• Task brief
Extract the data exactly, missing nothing.

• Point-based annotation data
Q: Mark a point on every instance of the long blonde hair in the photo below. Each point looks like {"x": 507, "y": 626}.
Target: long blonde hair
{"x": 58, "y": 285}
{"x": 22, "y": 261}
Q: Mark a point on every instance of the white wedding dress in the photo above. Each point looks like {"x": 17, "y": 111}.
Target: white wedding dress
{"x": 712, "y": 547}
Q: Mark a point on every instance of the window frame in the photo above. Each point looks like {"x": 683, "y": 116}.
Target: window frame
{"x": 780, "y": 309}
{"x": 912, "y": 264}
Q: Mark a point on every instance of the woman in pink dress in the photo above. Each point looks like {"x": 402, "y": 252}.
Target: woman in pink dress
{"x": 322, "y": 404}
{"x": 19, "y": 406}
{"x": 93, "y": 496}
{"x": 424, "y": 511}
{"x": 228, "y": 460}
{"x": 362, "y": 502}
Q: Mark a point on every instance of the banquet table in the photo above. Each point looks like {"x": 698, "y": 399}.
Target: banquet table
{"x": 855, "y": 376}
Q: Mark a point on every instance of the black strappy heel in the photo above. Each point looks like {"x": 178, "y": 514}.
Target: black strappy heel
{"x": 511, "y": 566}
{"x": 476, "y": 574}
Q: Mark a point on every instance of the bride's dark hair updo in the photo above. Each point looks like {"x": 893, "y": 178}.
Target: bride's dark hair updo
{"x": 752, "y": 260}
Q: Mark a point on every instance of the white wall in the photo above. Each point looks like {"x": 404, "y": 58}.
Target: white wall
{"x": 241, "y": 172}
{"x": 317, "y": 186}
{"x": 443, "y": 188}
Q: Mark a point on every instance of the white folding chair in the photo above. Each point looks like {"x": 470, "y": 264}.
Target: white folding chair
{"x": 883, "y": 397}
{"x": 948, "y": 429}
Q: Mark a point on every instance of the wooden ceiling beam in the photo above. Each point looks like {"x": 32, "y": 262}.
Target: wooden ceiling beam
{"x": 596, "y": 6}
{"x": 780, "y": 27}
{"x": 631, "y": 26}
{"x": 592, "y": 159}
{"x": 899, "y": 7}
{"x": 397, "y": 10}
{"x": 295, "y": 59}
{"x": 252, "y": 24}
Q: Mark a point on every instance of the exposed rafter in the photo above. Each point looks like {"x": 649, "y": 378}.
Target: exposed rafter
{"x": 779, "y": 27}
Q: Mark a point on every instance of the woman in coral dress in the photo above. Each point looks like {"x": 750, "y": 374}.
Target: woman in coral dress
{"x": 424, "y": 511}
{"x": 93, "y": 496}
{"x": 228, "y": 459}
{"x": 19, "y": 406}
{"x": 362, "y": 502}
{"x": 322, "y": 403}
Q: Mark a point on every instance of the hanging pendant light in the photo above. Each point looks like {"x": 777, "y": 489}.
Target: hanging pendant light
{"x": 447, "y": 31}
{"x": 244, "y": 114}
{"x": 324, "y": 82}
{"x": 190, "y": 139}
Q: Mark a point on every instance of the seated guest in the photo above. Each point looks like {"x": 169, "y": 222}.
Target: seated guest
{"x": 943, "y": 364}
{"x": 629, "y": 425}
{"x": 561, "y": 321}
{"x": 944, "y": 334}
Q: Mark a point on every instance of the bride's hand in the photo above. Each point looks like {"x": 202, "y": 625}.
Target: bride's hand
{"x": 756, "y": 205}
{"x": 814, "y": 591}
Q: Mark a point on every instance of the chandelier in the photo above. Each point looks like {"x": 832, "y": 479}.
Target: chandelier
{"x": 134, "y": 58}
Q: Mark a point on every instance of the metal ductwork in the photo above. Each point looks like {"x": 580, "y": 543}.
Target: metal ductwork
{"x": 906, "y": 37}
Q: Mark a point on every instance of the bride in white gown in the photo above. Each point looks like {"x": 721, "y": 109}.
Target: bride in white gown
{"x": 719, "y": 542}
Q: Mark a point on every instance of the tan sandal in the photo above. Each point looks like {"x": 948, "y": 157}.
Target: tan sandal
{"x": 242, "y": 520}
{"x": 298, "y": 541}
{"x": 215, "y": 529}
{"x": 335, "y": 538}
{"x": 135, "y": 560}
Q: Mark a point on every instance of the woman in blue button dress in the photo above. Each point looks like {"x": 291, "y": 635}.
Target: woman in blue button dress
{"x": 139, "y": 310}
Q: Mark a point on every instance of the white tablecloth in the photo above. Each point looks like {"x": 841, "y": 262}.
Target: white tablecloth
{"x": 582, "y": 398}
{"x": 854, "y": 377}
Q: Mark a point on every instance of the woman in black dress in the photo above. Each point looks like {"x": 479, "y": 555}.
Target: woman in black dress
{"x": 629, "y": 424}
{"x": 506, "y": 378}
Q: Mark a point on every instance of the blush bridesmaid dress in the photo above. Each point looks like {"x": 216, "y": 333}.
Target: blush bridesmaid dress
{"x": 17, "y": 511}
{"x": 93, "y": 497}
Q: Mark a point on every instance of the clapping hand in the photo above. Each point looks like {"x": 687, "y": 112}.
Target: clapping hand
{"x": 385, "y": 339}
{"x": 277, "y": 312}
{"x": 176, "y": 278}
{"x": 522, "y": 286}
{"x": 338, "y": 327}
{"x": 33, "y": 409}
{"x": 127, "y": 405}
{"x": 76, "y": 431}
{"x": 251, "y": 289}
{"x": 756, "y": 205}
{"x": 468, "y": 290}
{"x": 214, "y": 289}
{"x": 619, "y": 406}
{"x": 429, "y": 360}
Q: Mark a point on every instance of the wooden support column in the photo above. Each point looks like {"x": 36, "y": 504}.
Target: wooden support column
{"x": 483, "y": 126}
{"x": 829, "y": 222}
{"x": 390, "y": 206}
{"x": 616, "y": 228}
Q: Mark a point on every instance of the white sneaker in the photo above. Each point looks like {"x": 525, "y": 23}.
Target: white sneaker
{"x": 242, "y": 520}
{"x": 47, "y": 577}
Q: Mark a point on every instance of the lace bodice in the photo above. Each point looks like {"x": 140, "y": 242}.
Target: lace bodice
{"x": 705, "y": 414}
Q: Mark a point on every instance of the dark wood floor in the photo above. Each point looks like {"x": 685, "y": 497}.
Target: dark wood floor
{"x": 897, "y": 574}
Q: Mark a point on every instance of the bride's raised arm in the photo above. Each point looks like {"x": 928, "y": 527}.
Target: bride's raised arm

• In response
Q: Mark a point on every instance of the long blonde hair in the photo below. Each point looks like {"x": 507, "y": 626}.
Target: long blonde hair
{"x": 58, "y": 285}
{"x": 22, "y": 261}
Q: Mark a point on every instance of the white wedding dress in the photo above. Each point looks like {"x": 17, "y": 111}.
Target: white wedding dress
{"x": 712, "y": 547}
Q: Mark a point on every instance of the window frame in the photo above. Each point looks like {"x": 683, "y": 116}.
Target: window frame
{"x": 780, "y": 309}
{"x": 912, "y": 264}
Q: Mark a point on every instance of the woman in pink dress in the photo above. Each point looks like {"x": 402, "y": 252}.
Target: woman in pink dress
{"x": 322, "y": 404}
{"x": 19, "y": 406}
{"x": 93, "y": 496}
{"x": 424, "y": 511}
{"x": 228, "y": 460}
{"x": 362, "y": 502}
Q: Mark a point on every instance of the banquet table in the photo above. Each point looks like {"x": 698, "y": 399}.
Target: banquet table
{"x": 855, "y": 376}
Q: Mark a point on every instance of the black strappy heel in the photo above. Each point looks like {"x": 178, "y": 514}.
Target: black strappy heel
{"x": 511, "y": 566}
{"x": 476, "y": 574}
Q: Mark a point on every instance of the bride's dark hair updo in the photo above. Each point looks like {"x": 893, "y": 178}.
Target: bride's dark hair updo
{"x": 752, "y": 260}
Q: Mark a point on every instance of the white wall in the photo above. Each point looks like {"x": 404, "y": 58}.
Target: white wall
{"x": 241, "y": 172}
{"x": 317, "y": 186}
{"x": 443, "y": 188}
Q: Mark a point on every instance of the white folding chair in the photo above. Each point looks like {"x": 470, "y": 264}.
Target: white folding chair
{"x": 883, "y": 397}
{"x": 948, "y": 429}
Q: Mark a point on every instance of the wooden ceiling beam in the photo above. Each point looks like {"x": 32, "y": 262}.
Target: wooden ceiling beam
{"x": 596, "y": 6}
{"x": 780, "y": 27}
{"x": 631, "y": 26}
{"x": 592, "y": 159}
{"x": 899, "y": 7}
{"x": 397, "y": 10}
{"x": 295, "y": 59}
{"x": 252, "y": 24}
Q: Mark a point on every instance of the exposed rafter in the photo above. Each point looks like {"x": 649, "y": 378}.
Target: exposed rafter
{"x": 779, "y": 27}
Q: Mark a point on every instance of the woman in coral dress in the photo above. Each point looks like {"x": 750, "y": 374}.
Target: woman in coral dress
{"x": 424, "y": 511}
{"x": 93, "y": 496}
{"x": 228, "y": 459}
{"x": 19, "y": 406}
{"x": 362, "y": 502}
{"x": 322, "y": 403}
Q: Mark a point on every instance of the hanging pendant light in the photo above. Each point looks like {"x": 777, "y": 489}.
Target: hanging pendant light
{"x": 447, "y": 31}
{"x": 244, "y": 114}
{"x": 324, "y": 82}
{"x": 190, "y": 139}
Q: Mark a point on every instance of the seated guest in the photo above. Each point looks like {"x": 169, "y": 222}.
Target: seated guest
{"x": 943, "y": 364}
{"x": 629, "y": 425}
{"x": 561, "y": 321}
{"x": 944, "y": 334}
Q: Mark a point on every instance of the bride's hand in the photo above. Each point looks like {"x": 202, "y": 625}.
Target: bride's hand
{"x": 756, "y": 205}
{"x": 814, "y": 591}
Q: Mark a point on every instance of the chandelier in the photo above. Each point looks like {"x": 832, "y": 479}.
Target: chandelier
{"x": 134, "y": 58}
Q: Mark a point on every instance of the metal ductwork in the photo above. Each point looks like {"x": 580, "y": 543}.
Target: metal ductwork
{"x": 906, "y": 37}
Q: Mark a point on every instance of the bride in white gown in the photo above. Each point looks like {"x": 721, "y": 109}.
Target: bride in white gown
{"x": 719, "y": 542}
Q: Mark a point on every instance of the tan sandal in the photo above. Each point looks like {"x": 948, "y": 157}.
Target: tan sandal
{"x": 242, "y": 520}
{"x": 298, "y": 541}
{"x": 215, "y": 529}
{"x": 335, "y": 538}
{"x": 135, "y": 560}
Q: Mark a point on every instance of the woman in blue button dress in the photo above. Each point looks like {"x": 291, "y": 635}.
Target: woman in blue button dress
{"x": 139, "y": 310}
Q: Mark a point on every instance of the white tablecloth in the photo above. Each point looks like {"x": 841, "y": 262}.
Target: white tablecloth
{"x": 582, "y": 398}
{"x": 854, "y": 377}
Q: Mark a point on every instance of the woman in black dress in the photo above. Each point looks like {"x": 479, "y": 555}.
Target: woman in black dress
{"x": 629, "y": 424}
{"x": 506, "y": 378}
Q: Mark a point on every instance of the blush bridesmaid dress in the photo above. Each point looks like {"x": 216, "y": 333}.
Target: blush bridesmaid dress
{"x": 17, "y": 511}
{"x": 93, "y": 497}
Q: Mark a point on every instance of the clapping hand in the photo above. Each point looks like {"x": 687, "y": 112}.
Target: clapping hand
{"x": 385, "y": 339}
{"x": 277, "y": 312}
{"x": 176, "y": 278}
{"x": 522, "y": 286}
{"x": 338, "y": 327}
{"x": 33, "y": 409}
{"x": 127, "y": 405}
{"x": 76, "y": 431}
{"x": 251, "y": 289}
{"x": 756, "y": 205}
{"x": 468, "y": 290}
{"x": 214, "y": 289}
{"x": 619, "y": 406}
{"x": 429, "y": 360}
Q: Mark a point on every instance of the wooden support column in the photo above. Each point looks like {"x": 36, "y": 504}.
Target: wooden support column
{"x": 483, "y": 126}
{"x": 829, "y": 222}
{"x": 390, "y": 206}
{"x": 616, "y": 228}
Q: Mark a point on every instance of the white sneaker in the photo above. Each point looks like {"x": 525, "y": 23}.
Target: white sneaker
{"x": 242, "y": 520}
{"x": 47, "y": 577}
Q: Mark a point on every instance of the lace bodice in the photo above. Each point looks like {"x": 140, "y": 242}.
Target: lace bodice
{"x": 705, "y": 414}
Q: Mark a point on every instance of the dark wood floor in the photo above. Each point looks like {"x": 685, "y": 497}.
Target: dark wood floor
{"x": 897, "y": 574}
Q: Mark a point on every instance of the bride's raised arm in the photo above. Each point looks like {"x": 928, "y": 527}.
Target: bride's raised arm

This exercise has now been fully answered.